- [STATED PROBLEM]: Render the listing below as a Markdown table with two columns, Row and Line, giving each line its own numbered row and skipping any blank lines.

- [DATASET EXCERPTS]:
____________________
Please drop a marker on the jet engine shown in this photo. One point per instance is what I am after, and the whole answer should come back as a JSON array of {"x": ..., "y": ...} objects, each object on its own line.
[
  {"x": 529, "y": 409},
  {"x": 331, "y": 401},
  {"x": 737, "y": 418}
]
____________________
- [ANSWER FOR THIS EXERCISE]:
| Row | Line |
|---|---|
| 1 | Please drop a marker on the jet engine shown in this photo. One point per instance is what I am after, and the whole answer should come back as a JSON array of {"x": ..., "y": ...} objects, each object on its own line. |
| 2 | [ |
| 3 |   {"x": 529, "y": 409}, |
| 4 |   {"x": 331, "y": 401}, |
| 5 |   {"x": 737, "y": 418} |
| 6 | ] |